• Direction: Rewrite the records from the one containing "Objective — one point per instance of the tall" down to the one containing "Objective — one point per instance of the light", replacing "instance" with "occurrence" and leaving everything else as it is.

• Material for this exercise:
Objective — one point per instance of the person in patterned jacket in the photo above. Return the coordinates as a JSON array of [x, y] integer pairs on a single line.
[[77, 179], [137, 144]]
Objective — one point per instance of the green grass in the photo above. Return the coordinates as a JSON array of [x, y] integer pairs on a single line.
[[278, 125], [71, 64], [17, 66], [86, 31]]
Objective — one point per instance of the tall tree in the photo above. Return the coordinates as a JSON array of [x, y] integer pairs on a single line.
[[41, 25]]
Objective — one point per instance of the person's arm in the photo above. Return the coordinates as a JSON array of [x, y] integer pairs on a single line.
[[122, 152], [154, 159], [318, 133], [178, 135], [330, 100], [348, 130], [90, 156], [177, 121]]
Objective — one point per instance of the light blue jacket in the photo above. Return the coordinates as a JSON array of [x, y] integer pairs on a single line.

---

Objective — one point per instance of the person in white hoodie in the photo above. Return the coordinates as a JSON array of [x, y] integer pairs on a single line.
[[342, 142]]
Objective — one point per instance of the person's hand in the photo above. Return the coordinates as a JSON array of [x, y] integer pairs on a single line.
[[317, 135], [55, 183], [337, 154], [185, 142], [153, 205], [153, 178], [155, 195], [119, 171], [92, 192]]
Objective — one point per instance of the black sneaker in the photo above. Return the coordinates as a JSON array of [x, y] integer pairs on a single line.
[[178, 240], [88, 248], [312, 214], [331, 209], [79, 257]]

• Correct output:
Objective — one point per occurrence of the tall tree in the photo above. Return the coordinates as a JSON array of [x, y] integer pairs on a single line.
[[41, 25]]
Objective — one point per occurrence of the person's arm in the photo above. Return the coordinates as a JSON array of [x, y] integer pairs on a single line.
[[122, 152], [154, 159], [318, 133], [178, 135], [330, 100], [348, 130], [90, 156], [177, 121]]
Objective — one point per occurrence of the light blue jacket in the photo above. Return the coordinates as a JSON array of [x, y] integer pairs on a single line.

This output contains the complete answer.